- [Aim of the task] Collect every line of the records that contains the string "driveway" and reproduce each such line in full.

- [Task input]
***
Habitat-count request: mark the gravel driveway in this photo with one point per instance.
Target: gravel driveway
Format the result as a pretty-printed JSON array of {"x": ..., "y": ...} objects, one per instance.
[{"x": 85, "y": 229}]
***
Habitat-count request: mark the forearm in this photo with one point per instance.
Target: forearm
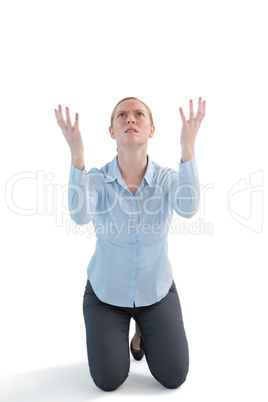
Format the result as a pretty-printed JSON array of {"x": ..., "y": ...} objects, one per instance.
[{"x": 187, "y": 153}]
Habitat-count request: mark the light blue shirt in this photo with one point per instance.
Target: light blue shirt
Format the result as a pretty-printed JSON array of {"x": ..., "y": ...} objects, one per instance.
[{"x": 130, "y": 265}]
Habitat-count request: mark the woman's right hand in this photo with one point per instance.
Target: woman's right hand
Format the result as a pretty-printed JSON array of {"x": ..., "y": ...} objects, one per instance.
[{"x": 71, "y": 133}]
***
- [Solution to this exercise]
Habitat-count request: mark the gravel driveway in this photo with one point per instance.
Target: gravel driveway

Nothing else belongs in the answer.